Photos courtesy Sampath Samarakoon

On September 5, excavations will begin on a mass grave found in the Kokkuthoduvai area of Mullaituvu in accordance with a court order. The new mass grave is one of around 32 that have been identified across the country over the past 30 years; 20 have been partially exhumed but hardly any family has had the remains of their loved ones returned.

To mark the International Day of Remembrance of Victims of Enforced Disappearances on August 30, relatives of the forcibly disappeared organized a protest near the new Mannar mass gravesite.

In the North and East, relatives of those who have been forcibly disappeared have been fasting for more than 2,385 days, demanding information about their loved ones. Between the 1980s and the end of the armed conflict in 2009, an estimated 60,000 to 100,000 people are said to have been forcibly disappeared. However, the government has failed to provide any kind of justice for these disappearances.

“People have the right to know what happened to their missing relatives and authorities have an obligation to provide information and assist efforts to ascertain the fate and whereabouts of missing persons. This is enshrined in international humanitarian law, which also requires parties to a conflict to take measures to ensure that people do not go missing in an armed conflict, ” the International Committee of the Red Cross said in a statement to mark the day.

“Increased and continuous efforts are needed to search for missing persons and to provide individualised answers on their fate and whereabouts to their families. These include, amongst many others, the strengthening of national frameworks and systems, including medico-legal ones; putting in place or improving existing processes and mechanisms dedicated to establishing the fate and whereabouts of missing persons; and the collection and processing of information on missing persons and the events in which they went missing, as well as on human remains and possible human remains sites,” the statement said.

A prominent message in the Mannar protest was against the Office on Missing Persons (OMP), which many family members say has let them down because of its inaction in finding any of their relatives and bringing the perpetrators to justice.

The OMP was established in 2017 by parliament as the first permanent body to examine and investigate enforced and involuntary disappearances and missing persons. But more than six years have passed and very little has been achieved.

“Today there is a story that death certificates are going to be given to those who have disappeared. How do we get death certificates? People don’t want to get death certificates for the missing unless it is proven. People fear that their children will be labelled as dead even if they are alive during the death certification process,” says Thawasari from Killinochchi.

“The issue of missing persons is one of internal justice in this country. If the government does not intervene with strong political will to resolve the problem in a just manner, human rights and democracy that the government talks about will be empty words,” says Sampath Samarakoon Editor of Vikalpa.

···

● **Problems and tasks**
1. According to the mass graves article, in what year did parliament establish the Office on Missing Persons?
2. From the mass graves article, extract the text starting with "Photos courtesy Sampath" and going on through "loved ones returned.".

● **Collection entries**
···

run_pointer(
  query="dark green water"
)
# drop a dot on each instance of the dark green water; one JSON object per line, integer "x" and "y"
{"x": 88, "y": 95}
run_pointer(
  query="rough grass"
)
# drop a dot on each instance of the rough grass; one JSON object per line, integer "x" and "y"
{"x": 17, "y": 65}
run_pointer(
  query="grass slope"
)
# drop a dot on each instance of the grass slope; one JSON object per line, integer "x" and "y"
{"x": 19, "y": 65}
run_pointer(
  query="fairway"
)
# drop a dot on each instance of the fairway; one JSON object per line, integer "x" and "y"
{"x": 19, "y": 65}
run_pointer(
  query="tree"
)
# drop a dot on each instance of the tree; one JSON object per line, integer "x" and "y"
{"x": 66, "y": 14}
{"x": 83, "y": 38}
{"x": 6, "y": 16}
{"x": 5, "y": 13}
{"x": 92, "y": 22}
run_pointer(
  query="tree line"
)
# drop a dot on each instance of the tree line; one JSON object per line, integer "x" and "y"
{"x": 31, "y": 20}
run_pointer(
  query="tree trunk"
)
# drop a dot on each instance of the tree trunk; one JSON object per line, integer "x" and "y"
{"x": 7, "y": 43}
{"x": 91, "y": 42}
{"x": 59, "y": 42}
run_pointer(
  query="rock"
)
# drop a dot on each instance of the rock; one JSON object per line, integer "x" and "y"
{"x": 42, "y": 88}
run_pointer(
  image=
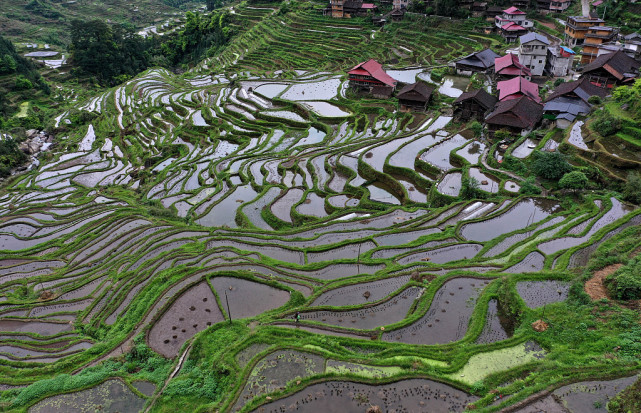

···

● **Responses to the tasks**
1. 2017

2.
Photos courtesy Sampath Samarakoon

On September 5, excavations will begin on a mass grave found in the Kokkuthoduvai area of Mullaituvu in accordance with a court order. The new mass grave is one of around 32 that have been identified across the country over the past 30 years; 20 have been partially exhumed but hardly any family has had the remains of their loved ones returned.